> [Work to be completed] Look in the material below for the line with "Reviewer note: see that each instance of the white" and the line with "Target: white cloud", then set down exactly those two lines and all lines between, nothing more.

> [Dataset entries]
_ _ _

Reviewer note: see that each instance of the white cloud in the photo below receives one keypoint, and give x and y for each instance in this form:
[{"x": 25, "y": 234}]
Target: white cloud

_ _ _

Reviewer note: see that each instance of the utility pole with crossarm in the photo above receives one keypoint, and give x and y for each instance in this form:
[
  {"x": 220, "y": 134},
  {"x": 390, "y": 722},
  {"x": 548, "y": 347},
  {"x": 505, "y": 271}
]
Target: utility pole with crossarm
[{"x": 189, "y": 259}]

_ _ _

> [Output]
Reviewer note: see that each instance of the white cloud in the photo below receives one keypoint, and give x and y for each instance in this form:
[{"x": 25, "y": 234}]
Target: white cloud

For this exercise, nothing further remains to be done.